Purpose of the Study:

  • To develop a large-scale surface with continuously varying wettability.
  • To establish a facile and reproducible fabrication method for gradient nanostructures.
  • To investigate and model the wetting behavior on these engineered surfaces.

Main Methods:

  • Utilized nonuniform interference lithography with Gaussian laser beams to generate gradient nanostructures.
  • Developed a novel method to transfer photoresist patterns to UV-cured molding material, avoiding costly processes.
  • Employed thermal-nanoimprint lithography (NIL) for reproducible manufacturing of gradient wettability surfaces.
  • Investigated water droplet wetting behavior and proposed a hybrid wetting model.

Main Results:

  • Successfully fabricated large-scale surfaces with continuously varying wettability.
  • Demonstrated a cost-effective and reproducible NIL-based fabrication process.
  • The proposed hybrid wetting model accurately captured experimental contact angle measurements.
  • Provided insights into liquid behavior on nanoscale patterned surfaces.

Conclusions:

  • Achieved precise control over surface wettability gradients through ordered nanostructures.
  • The developed fabrication technique offers a scalable and economical approach.
  • The study advances the understanding of wetting phenomena on engineered nanostructured surfaces.

§ Written tasks:
(1) Duplicate the portion of the study summary starting with "Purpose of the" and going on through "avoiding costly processes.".
(2) According to the study summary, what type of laser beams did the nonuniform interference lithography use to generate the gradient nanostructures?
(3) Render the following sentence from the study summary into Spanish: "The proposed hybrid wetting model accurately captured experimental contact angle measurements."

§ Dataset excerpts:
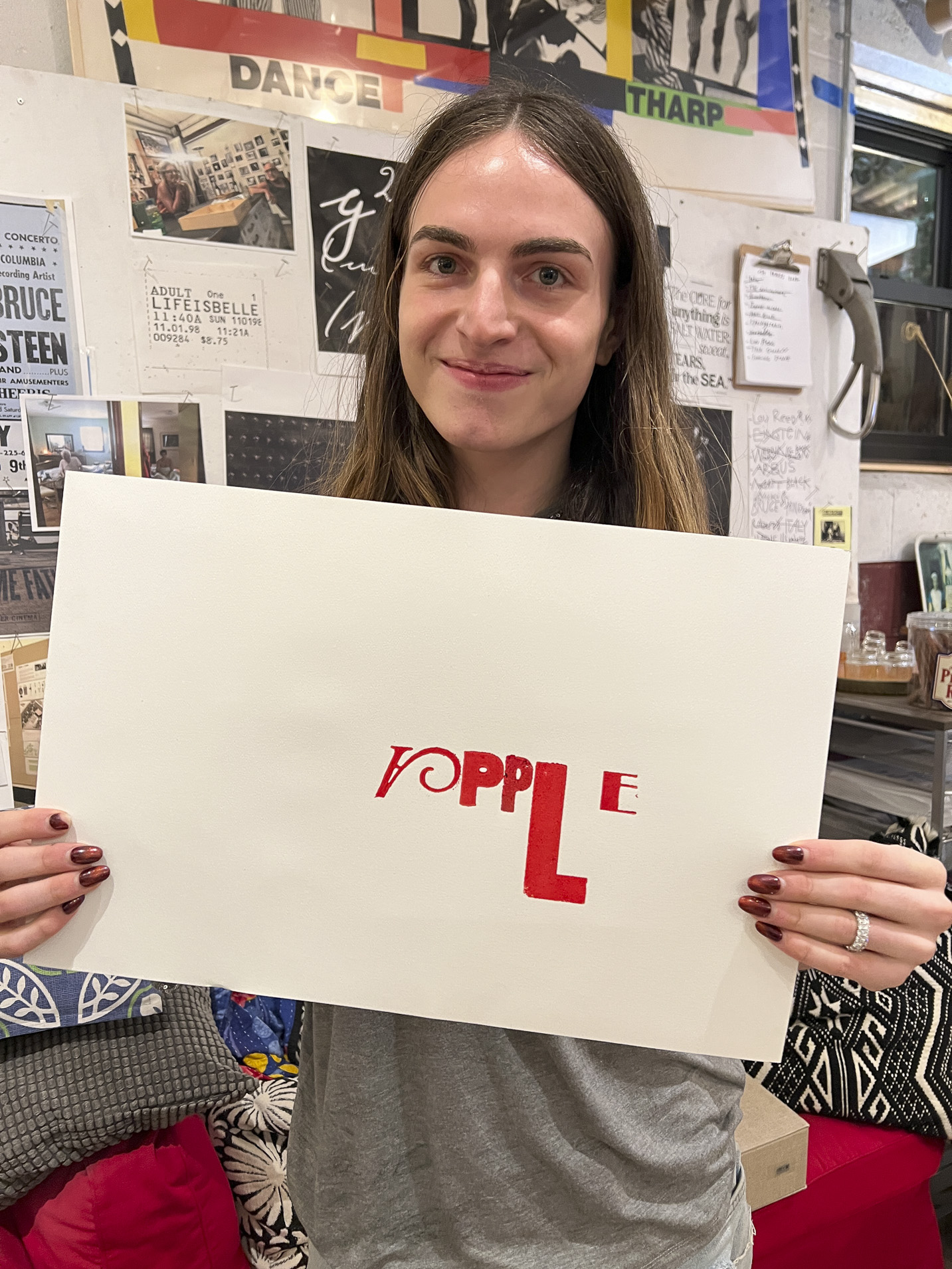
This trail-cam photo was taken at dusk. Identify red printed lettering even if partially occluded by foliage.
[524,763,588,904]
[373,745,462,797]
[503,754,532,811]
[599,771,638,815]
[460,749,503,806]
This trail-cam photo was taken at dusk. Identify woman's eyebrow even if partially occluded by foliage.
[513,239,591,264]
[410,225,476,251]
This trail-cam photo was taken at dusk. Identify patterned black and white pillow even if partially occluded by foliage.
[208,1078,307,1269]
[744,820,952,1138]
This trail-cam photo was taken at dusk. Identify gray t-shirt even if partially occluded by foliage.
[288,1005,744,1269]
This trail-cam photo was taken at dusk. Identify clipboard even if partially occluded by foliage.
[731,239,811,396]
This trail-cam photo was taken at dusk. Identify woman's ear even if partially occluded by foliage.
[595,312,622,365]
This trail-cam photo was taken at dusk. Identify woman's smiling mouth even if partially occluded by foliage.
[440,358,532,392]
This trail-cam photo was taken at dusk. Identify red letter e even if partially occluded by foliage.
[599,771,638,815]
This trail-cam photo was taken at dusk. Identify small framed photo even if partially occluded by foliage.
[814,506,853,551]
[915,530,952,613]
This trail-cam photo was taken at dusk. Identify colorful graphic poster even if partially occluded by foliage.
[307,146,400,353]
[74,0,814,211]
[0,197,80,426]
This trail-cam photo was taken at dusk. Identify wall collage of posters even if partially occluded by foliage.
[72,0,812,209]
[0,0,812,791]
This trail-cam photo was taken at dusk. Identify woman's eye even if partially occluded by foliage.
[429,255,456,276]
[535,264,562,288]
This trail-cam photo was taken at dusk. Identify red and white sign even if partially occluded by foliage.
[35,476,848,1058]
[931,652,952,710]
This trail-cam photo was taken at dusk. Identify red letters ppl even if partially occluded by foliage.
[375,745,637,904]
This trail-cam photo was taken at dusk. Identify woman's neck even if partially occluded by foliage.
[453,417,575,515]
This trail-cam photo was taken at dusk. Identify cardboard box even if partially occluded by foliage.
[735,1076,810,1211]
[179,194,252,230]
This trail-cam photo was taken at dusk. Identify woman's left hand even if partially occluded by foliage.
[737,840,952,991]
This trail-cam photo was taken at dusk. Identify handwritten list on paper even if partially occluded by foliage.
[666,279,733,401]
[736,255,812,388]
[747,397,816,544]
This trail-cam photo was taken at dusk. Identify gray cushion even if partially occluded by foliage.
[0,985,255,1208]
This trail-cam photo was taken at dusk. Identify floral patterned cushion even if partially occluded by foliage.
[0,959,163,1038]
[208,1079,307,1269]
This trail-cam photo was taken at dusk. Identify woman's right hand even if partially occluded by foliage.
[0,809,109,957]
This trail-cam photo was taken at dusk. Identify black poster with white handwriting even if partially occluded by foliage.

§ Outputs by task:
(1)
Purpose of the Study:

  • To develop a large-scale surface with continuously varying wettability.
  • To establish a facile and reproducible fabrication method for gradient nanostructures.
  • To investigate and model the wetting behavior on these engineered surfaces.

Main Methods:

  • Utilized nonuniform interference lithography with Gaussian laser beams to generate gradient nanostructures.
  • Developed a novel method to transfer photoresist patterns to UV-cured molding material, avoiding costly processes.

(2) Gaussian laser beams.

(3) El modelo híbrido de mojado propuesto reprodujo con precisión las mediciones experimentales del ángulo de contacto.